- Opening Delimiter -

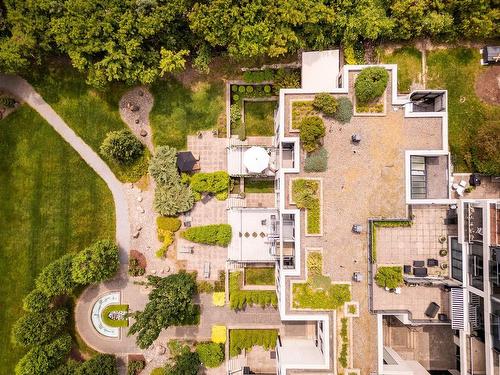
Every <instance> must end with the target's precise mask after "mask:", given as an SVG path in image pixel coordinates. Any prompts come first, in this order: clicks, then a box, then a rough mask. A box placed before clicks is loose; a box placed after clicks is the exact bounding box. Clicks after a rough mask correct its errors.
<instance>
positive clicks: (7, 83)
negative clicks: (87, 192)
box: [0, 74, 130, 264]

- Closing Delimiter -
- Opening Delimiter -

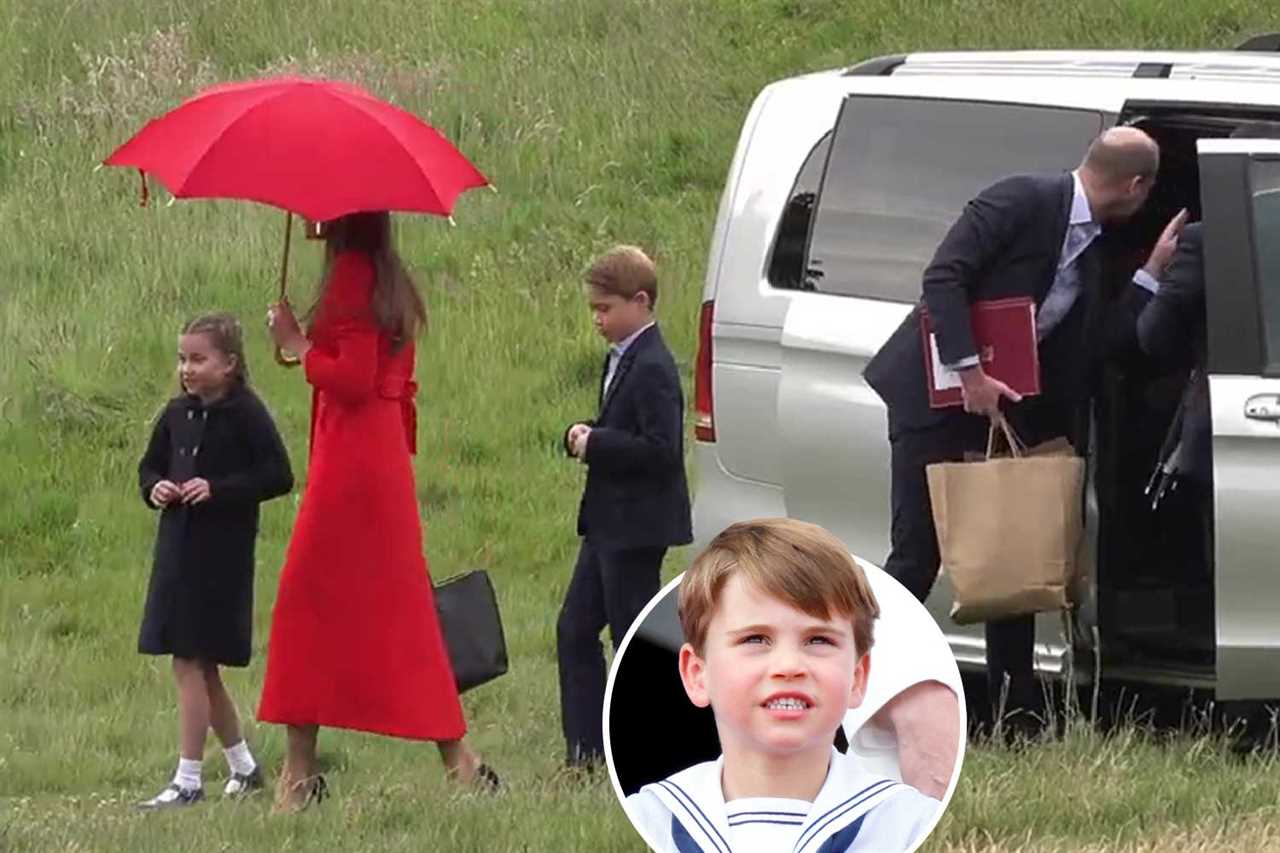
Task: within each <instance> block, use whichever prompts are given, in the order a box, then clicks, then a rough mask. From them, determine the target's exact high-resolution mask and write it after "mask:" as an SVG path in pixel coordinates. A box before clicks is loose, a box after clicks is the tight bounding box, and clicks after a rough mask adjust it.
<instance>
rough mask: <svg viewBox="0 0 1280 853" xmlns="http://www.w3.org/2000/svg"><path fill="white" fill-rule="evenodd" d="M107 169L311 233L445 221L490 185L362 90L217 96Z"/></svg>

- Closing Delimiter -

(Requirement)
Using the entries above, give back exactly the line containing "Every <instance> must", the line containing "box: [0, 74, 130, 264]", and every line between them, and nothing else.

(Task answer)
Every <instance> must end with the target's precise mask after "mask:", given as an SVG path in image pixel coordinates. Any prompts come first, in this order: clicks, then a box, then a rough mask. A box placed before clicks is loose; a box placed after clicks is the exact bounding box. Clicks after a rough mask correct its errors.
<instance>
positive clicks: (7, 83)
negative clicks: (87, 192)
box: [0, 74, 130, 264]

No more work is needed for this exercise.